**Written exercise:** Copy every line of the following records word for word, omitting the pictures.

**The records:**
◇ ◇ ◇
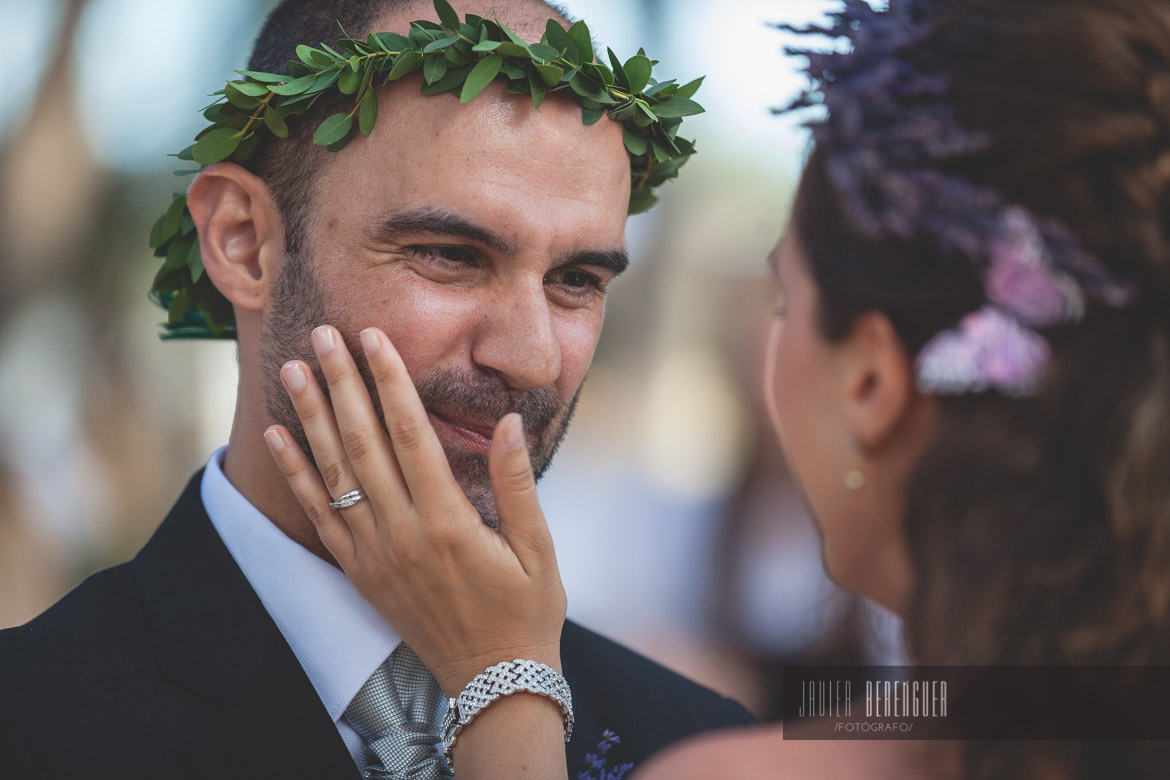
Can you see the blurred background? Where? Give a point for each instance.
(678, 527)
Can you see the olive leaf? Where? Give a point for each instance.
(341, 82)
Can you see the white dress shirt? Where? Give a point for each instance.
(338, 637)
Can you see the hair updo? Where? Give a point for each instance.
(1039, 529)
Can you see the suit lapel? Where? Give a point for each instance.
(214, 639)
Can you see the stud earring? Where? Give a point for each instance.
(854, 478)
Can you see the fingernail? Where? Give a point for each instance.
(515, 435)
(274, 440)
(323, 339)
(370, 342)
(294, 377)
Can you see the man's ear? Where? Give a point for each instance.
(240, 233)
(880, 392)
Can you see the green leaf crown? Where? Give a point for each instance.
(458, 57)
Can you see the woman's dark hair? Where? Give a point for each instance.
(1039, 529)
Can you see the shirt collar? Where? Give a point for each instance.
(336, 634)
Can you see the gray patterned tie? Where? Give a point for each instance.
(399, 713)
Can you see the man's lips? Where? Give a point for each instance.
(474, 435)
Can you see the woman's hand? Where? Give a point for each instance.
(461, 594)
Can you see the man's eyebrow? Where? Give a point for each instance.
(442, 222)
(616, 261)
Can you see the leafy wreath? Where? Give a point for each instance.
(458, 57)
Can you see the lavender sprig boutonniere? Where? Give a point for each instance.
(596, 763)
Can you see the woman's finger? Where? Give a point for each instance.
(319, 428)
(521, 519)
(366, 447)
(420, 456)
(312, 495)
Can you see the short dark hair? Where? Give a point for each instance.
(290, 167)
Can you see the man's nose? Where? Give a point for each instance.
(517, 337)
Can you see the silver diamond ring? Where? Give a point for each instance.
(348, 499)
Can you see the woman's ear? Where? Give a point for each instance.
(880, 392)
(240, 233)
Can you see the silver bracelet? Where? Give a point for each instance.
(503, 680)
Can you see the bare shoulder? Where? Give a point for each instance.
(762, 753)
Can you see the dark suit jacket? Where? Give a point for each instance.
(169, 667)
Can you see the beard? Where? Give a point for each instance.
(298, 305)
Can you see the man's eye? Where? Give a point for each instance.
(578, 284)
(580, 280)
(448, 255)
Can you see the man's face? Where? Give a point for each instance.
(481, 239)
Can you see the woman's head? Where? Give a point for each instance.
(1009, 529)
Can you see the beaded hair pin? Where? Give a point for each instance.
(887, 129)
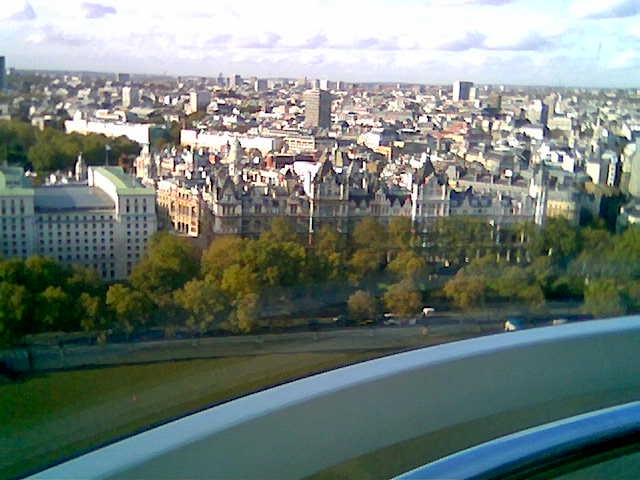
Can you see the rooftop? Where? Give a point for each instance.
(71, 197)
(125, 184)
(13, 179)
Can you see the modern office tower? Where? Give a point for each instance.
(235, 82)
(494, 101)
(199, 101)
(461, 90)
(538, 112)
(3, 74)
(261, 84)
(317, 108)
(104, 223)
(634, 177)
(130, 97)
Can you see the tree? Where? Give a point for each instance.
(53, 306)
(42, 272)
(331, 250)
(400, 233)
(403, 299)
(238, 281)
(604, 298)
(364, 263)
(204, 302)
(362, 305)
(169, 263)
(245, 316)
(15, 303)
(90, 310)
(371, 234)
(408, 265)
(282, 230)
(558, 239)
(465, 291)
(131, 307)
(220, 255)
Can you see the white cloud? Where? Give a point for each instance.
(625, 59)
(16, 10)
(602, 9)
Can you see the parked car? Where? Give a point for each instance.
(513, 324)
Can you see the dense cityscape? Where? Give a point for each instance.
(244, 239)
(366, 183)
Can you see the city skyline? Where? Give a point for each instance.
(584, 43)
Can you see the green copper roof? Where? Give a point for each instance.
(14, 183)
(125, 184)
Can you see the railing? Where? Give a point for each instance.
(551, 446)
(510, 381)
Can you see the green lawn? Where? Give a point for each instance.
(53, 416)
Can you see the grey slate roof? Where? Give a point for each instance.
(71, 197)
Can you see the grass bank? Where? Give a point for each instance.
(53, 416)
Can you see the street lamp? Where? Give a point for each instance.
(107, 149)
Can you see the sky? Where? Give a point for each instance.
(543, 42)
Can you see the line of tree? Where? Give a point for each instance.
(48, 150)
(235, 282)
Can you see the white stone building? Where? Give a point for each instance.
◇ ◇ ◇
**Exercise response:**
Can you see the blurred background? Where? Give a point for each instance.
(678, 527)
Can you see the olive leaf? Where? Give a point for each instance.
(341, 82)
Can you see the white dress shirt? Where? Give a point for each instance.
(338, 637)
Can you see the hair updo? Where? Give a point for each instance.
(1039, 529)
Can you see the suit lapel? Where? Give a point for each instance.
(214, 639)
Can you see the stud earring? Where? Give a point for each instance.
(854, 478)
Can you see the fingernail? Where? Give a point for each instance.
(515, 435)
(274, 440)
(323, 339)
(370, 342)
(294, 377)
Can you see the man's ear? Where? Give a point for each instance.
(240, 233)
(880, 392)
Can you see the green leaf crown? Where? Give a point for each instance.
(458, 57)
Can you see the woman's dark hair? Where? Give a point for each instance.
(1039, 529)
Can you see the shirt collar? Where? Give a point for each instance.
(336, 634)
Can you see the gray patterned tie? Where? Give a point for each instance.
(399, 713)
Can you see the man's lips? Where? Give a point for each instance.
(474, 435)
Can you see the woman's hand? Where? Give a point for each instance.
(461, 594)
Can you see the man's eyebrow? Where? Give a point for each instance.
(442, 222)
(616, 261)
Can you see the leafy wreath? Where? Give a point for each instance.
(458, 57)
Can you see the lavender sprig boutonniere? Where? Give a point for each instance.
(596, 763)
Can you see the woman's finger? Where? Give a point for each instance.
(319, 428)
(521, 519)
(366, 447)
(420, 456)
(312, 495)
Can you see the short dark hair? Where? Give a point for each instance.
(290, 167)
Can you see the man's nose? Where? Give a point for each instance.
(517, 337)
Can you see the silver diamond ring? Where? Give a point for each instance.
(348, 499)
Can you see the woman's ear? Where? Give a point for each instance.
(880, 392)
(240, 233)
Can you see the silver bracelet? Where? Give a point for each instance.
(503, 680)
Can you see the bare shoulder? Where? Give a point for each instance.
(762, 753)
Can you see the dark suit jacket? Where? Give a point for each instance.
(169, 667)
Can you see the beard? Where? Give a point for each instance.
(298, 305)
Can you see the man's eye? Where? Give a point for each instance.
(578, 284)
(580, 280)
(448, 255)
Can you see the man's face? Where? Give a point for each instance.
(481, 239)
Can you see the woman's head? Where? Give a point for each instance.
(1009, 529)
Can you see the beaded hair pin? Where? Give a point for each instance.
(887, 129)
Can you see the rooftop? Where? Give a point for each instance.
(71, 197)
(125, 184)
(13, 179)
Can you see the modern office tower? Where? Give a point for each instance.
(235, 82)
(494, 101)
(199, 101)
(461, 90)
(538, 112)
(3, 74)
(261, 84)
(317, 108)
(104, 223)
(634, 177)
(130, 97)
Can you see the tree? Where? Give a point for each instance.
(53, 306)
(42, 272)
(331, 250)
(400, 233)
(403, 299)
(238, 281)
(604, 298)
(364, 263)
(204, 302)
(362, 305)
(169, 263)
(245, 316)
(15, 303)
(90, 310)
(371, 234)
(408, 265)
(282, 230)
(558, 239)
(465, 291)
(131, 307)
(220, 255)
Can you see the white cloud? Where? Give a point for each instance.
(625, 59)
(16, 10)
(602, 9)
Can you see the parked car? Where? Give a point for each instance.
(513, 324)
Can you see the dense cityscape? Where? Give a point for each instance.
(244, 239)
(366, 183)
Can you see the city skyline? Where? Give a point for each instance.
(584, 43)
Can you see the green copper roof? Where? Give a point for each instance.
(14, 183)
(125, 184)
Can you see the railing? Where? Give a point for each instance.
(551, 446)
(510, 381)
Can you see the green lawn? Where? Give a point for each instance.
(53, 416)
Can you see the grey slate roof? Where? Give a point for each instance.
(71, 197)
Can you see the grass bank? Where? Give a point for each instance.
(53, 416)
Can you see the street lamp? Where? Give a point for each instance.
(107, 149)
Can you see the sky? Where? Give a point for each instance.
(543, 42)
Can you see the line of tree? Where? Give a point for each instance.
(48, 150)
(235, 282)
Can you see the white stone building? Where? Give a point for each instance.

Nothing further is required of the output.